# [Fragmento seleccionado]
<<<<

De nuevo un español sube al podio de los campeones del mundo. Esta vez en el City Garden de Boston. Medalla de Oro. Qué alegría. Una satisfacción a la que nos unimos todos sus compatriotas, aunque el mérito sea único y exclusivamente suyo.

Javier Fernández, madrileño, empezó en 1998 a deslizarse sobre cuchillas de acero. Desde entonces, y tras varios cambios de ciudades y entrenadores, ha ido cosechando éxito tras éxito personal e internacionalmente. Un campeón con todas las letras que ha defendido España allá por donde va, sin rubor por cubrirse con la bandera española.

A nadie escapa que para clasificarse en altos campeonatos mundiales, en cualquier especialidad deportiva, las aptitudes físicas y el sacrificio de un deporte de competición son cualidades imprescindibles. Pero con eso no basta.

Qué tiene de especial Javier Fernández respecto a otros patinadores, incluso de su contrincante el japonés Yuzuru Hanyu. Es, sobretodo, un patinador elegante, con alma. Grácil en sus movimientos sin amaneramiento, ya que el ballet y la danza han de estar presentes en sus adiestramientos y eso, en ocasiones, feminiza los movimientos, como observamos en otros patinadores.

Tiene fuerza en sus impulsos para ejecutar limpiamente las obligadas piruetas que exige cada año el jurado. Con su 1,75 cm de estatura, es capaz de superar la ley de la gravedad.

Los brazos y manos son pura armonía varonil y los complicados pasos, rotando sobre sí mismo, parecen que sustenten un cuerpo de aire, sin materia. Es ligero, se eleva como una pluma, como si no le costara ningún esfuerzo alzarse del suelo gélido para tocar la gloria.

>>>>

# [Tarea planteada a]
¿Puedes reescribir todos los registros como un CSV de dos columnas, «consulta» y «respuesta», con una fila por registro? Pon cada campo entre comillas dobles y convierte los saltos de línea en espacios.

# [Datos aportados]
<<<<

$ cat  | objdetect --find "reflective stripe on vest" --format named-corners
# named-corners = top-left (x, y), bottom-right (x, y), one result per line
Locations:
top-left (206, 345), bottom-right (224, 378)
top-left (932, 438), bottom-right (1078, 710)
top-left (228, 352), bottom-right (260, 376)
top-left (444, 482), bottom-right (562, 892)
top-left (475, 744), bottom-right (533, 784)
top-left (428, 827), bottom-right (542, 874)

>>>>

# [Tarea planteada b]
¿Puedes repetir íntegro y sin ningún cambio el texto sobre el patinador Javier Fernández?

# [Respuesta escrita a]
consulta,respuesta
"$ cat  | objdetect --find ""reflective stripe on vest"" --format named-corners # named-corners = top-left (x, y), bottom-right (x, y), one result per line Locations:","top-left (206, 345), bottom-right (224, 378) top-left (932, 438), bottom-right (1078, 710) top-left (228, 352), bottom-right (260, 376) top-left (444, 482), bottom-right (562, 892) top-left (475, 744), bottom-right (533, 784) top-left (428, 827), bottom-right (542, 874)"

# [Respuesta escrita b]
De nuevo un español sube al podio de los campeones del mundo. Esta vez en el City Garden de Boston. Medalla de Oro. Qué alegría. Una satisfacción a la que nos unimos todos sus compatriotas, aunque el mérito sea único y exclusivamente suyo.

Javier Fernández, madrileño, empezó en 1998 a deslizarse sobre cuchillas de acero. Desde entonces, y tras varios cambios de ciudades y entrenadores, ha ido cosechando éxito tras éxito personal e internacionalmente. Un campeón con todas las letras que ha defendido España allá por donde va, sin rubor por cubrirse con la bandera española.

A nadie escapa que para clasificarse en altos campeonatos mundiales, en cualquier especialidad deportiva, las aptitudes físicas y el sacrificio de un deporte de competición son cualidades imprescindibles. Pero con eso no basta.

Qué tiene de especial Javier Fernández respecto a otros patinadores, incluso de su contrincante el japonés Yuzuru Hanyu. Es, sobretodo, un patinador elegante, con alma. Grácil en sus movimientos sin amaneramiento, ya que el ballet y la danza han de estar presentes en sus adiestramientos y eso, en ocasiones, feminiza los movimientos, como observamos en otros patinadores.

Tiene fuerza en sus impulsos para ejecutar limpiamente las obligadas piruetas que exige cada año el jurado. Con su 1,75 cm de estatura, es capaz de superar la ley de la gravedad.

Los brazos y manos son pura armonía varonil y los complicados pasos, rotando sobre sí mismo, parecen que sustenten un cuerpo de aire, sin materia. Es ligero, se eleva como una pluma, como si no le costara ningún esfuerzo alzarse del suelo gélido para tocar la gloria.